Excerpts from a dataset:
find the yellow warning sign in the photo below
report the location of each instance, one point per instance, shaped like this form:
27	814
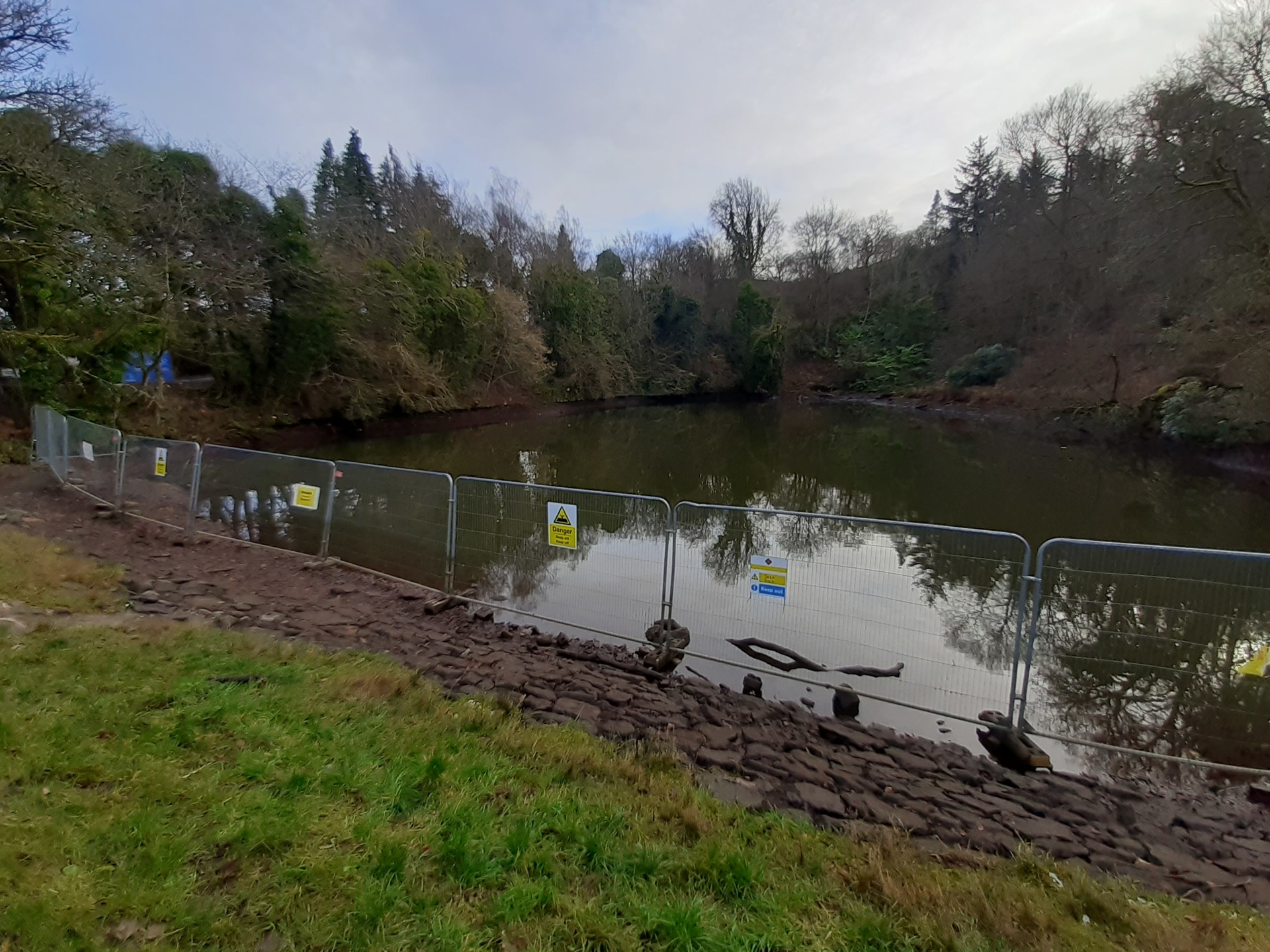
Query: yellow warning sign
562	526
1256	666
305	496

**Exercise requirements:**
All entries above must be duplicated exactly; please omit any picture they hold.

**Output below:**
find the yellow warning sign in the photo below
report the location of each instance, one point per instance, shaped like this form:
27	814
Query: yellow warning sign
562	526
1256	666
305	496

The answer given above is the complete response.